Information supplied:
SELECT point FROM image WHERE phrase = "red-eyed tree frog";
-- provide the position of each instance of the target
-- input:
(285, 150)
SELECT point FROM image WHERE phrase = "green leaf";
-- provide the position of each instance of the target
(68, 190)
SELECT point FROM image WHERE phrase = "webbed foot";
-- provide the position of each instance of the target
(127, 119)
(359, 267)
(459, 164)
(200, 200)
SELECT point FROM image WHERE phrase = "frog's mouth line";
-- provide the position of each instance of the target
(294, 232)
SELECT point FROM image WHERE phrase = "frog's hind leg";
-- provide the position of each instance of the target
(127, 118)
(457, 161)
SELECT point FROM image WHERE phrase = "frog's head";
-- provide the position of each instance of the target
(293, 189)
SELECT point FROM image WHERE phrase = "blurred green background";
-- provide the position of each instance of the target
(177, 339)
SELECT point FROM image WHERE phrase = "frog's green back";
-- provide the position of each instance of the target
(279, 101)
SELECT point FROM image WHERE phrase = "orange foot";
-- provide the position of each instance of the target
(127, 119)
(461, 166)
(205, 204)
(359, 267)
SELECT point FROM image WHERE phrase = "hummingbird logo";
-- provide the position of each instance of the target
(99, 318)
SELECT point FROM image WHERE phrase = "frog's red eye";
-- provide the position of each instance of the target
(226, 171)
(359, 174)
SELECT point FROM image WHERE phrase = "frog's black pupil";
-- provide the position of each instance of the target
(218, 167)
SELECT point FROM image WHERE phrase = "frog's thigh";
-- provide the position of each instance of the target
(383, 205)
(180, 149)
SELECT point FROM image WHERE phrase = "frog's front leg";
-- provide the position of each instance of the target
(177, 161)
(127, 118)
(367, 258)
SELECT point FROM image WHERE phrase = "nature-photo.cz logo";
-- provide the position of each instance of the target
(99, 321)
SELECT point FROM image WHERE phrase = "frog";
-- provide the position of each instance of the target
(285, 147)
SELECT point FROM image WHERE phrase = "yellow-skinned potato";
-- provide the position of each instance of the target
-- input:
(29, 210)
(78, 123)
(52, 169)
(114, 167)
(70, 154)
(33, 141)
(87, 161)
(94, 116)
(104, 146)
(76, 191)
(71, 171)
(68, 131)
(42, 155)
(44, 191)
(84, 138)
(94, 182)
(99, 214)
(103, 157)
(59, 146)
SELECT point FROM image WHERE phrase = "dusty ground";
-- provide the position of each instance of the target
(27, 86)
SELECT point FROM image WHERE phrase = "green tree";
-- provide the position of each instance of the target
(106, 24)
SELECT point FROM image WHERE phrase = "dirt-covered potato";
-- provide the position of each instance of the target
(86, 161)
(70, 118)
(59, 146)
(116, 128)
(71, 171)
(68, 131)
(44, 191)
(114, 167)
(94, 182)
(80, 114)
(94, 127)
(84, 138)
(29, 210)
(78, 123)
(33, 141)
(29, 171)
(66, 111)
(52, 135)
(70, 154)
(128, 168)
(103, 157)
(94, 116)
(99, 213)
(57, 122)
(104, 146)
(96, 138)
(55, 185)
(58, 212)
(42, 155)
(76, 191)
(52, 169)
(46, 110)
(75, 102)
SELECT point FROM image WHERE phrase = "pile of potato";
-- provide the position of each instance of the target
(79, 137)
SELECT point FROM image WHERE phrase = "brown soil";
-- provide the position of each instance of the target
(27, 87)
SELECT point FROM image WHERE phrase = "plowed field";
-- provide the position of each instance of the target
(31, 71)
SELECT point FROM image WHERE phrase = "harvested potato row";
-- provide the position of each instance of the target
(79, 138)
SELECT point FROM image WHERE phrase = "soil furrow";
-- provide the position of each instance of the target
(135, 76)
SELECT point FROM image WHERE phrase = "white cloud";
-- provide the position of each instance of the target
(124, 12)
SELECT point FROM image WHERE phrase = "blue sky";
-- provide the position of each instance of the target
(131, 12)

The exercise: Word for word, quote all of the data above.

Result for this exercise:
SELECT point FROM image WHERE phrase = "red-eyed tree frog";
-- provide the position of each instance of the target
-- input:
(285, 150)
SELECT point FROM image WHERE phrase = "green leaf";
-- provide the position of each instance of the target
(68, 190)
SELECT point FROM image WHERE phrase = "webbed foot";
-- provide the position of each instance of the target
(127, 119)
(359, 267)
(459, 164)
(200, 200)
SELECT point FROM image WHERE phrase = "frog's mouth line";
-- provide the position of each instance of the target
(294, 232)
SELECT point FROM image WHERE phrase = "frog's hind leg";
-- provide the position of each instance of the target
(127, 118)
(457, 161)
SELECT point FROM image WHERE phrase = "frog's head";
-- provide the position of each instance of the target
(293, 189)
SELECT point FROM image WHERE phrase = "blurred green background";
-- provide the position of each instance of the target
(177, 339)
SELECT point FROM image WHERE phrase = "frog's green back";
-- provide the position of each instance of the target
(279, 101)
SELECT point FROM image WHERE phrase = "orange foot";
-- provide the position of each instance of the target
(127, 119)
(461, 166)
(205, 204)
(359, 267)
SELECT point FROM image WHERE phrase = "hummingbird logo";
-- provide the position of each instance of the target
(99, 318)
SELECT point FROM image WHERE phrase = "frog's red eye";
-- provide the position of each instance of the target
(226, 171)
(359, 174)
SELECT point FROM image WHERE phrase = "frog's black pupil";
-- provide the position of each instance of the target
(218, 167)
SELECT point FROM image WHERE phrase = "frog's thigh";
-- provide the position of each instance of the target
(383, 205)
(180, 149)
SELECT point FROM image WHERE phrase = "frog's front leg";
-- provide the position of each instance of the target
(177, 161)
(127, 118)
(367, 258)
SELECT point FROM image WHERE phrase = "nature-photo.cz logo";
-- provide the position of each instance of the target
(99, 321)
SELECT point FROM image WHERE phrase = "frog";
-- provide the position of each instance of the target
(285, 147)
SELECT point FROM image WHERE phrase = "yellow-skinned potato";
-- provide the position of each instance of the target
-- input:
(29, 210)
(78, 123)
(52, 169)
(114, 167)
(70, 154)
(33, 141)
(87, 161)
(94, 116)
(104, 146)
(76, 191)
(71, 171)
(68, 131)
(42, 155)
(44, 191)
(84, 138)
(94, 182)
(99, 214)
(103, 157)
(59, 146)
SELECT point FROM image WHERE phrase = "dusty ground";
-- provide the position of each instance of the target
(27, 86)
SELECT point FROM image WHERE phrase = "green tree";
-- provide the position of each instance of the target
(106, 24)
SELECT point FROM image WHERE phrase = "dirt-covered potato";
-- provide the position of each instance of the target
(86, 161)
(70, 118)
(59, 146)
(116, 128)
(71, 171)
(68, 131)
(44, 191)
(114, 167)
(94, 182)
(80, 114)
(94, 127)
(84, 138)
(29, 210)
(78, 123)
(33, 141)
(29, 171)
(66, 111)
(52, 135)
(70, 154)
(128, 168)
(103, 157)
(94, 116)
(99, 213)
(57, 122)
(104, 146)
(96, 138)
(55, 185)
(58, 212)
(42, 155)
(76, 191)
(52, 169)
(46, 110)
(75, 102)
SELECT point FROM image WHERE phrase = "pile of potato";
-- provide the position of each instance of the target
(79, 137)
SELECT point FROM image WHERE phrase = "brown soil";
-- provide the position of each instance of the target
(27, 87)
SELECT point FROM image WHERE phrase = "plowed field";
-- provide the position of each instance of the target
(31, 71)
SELECT point FROM image WHERE phrase = "harvested potato row";
-- provide the position of each instance of the target
(79, 138)
SELECT point FROM image WHERE phrase = "soil furrow";
-- provide the position of each instance of the target
(135, 76)
SELECT point FROM image WHERE phrase = "white cloud";
-- provide the position of each instance of the target
(124, 12)
SELECT point FROM image WHERE phrase = "blue sky";
-- provide the position of each instance of the target
(131, 12)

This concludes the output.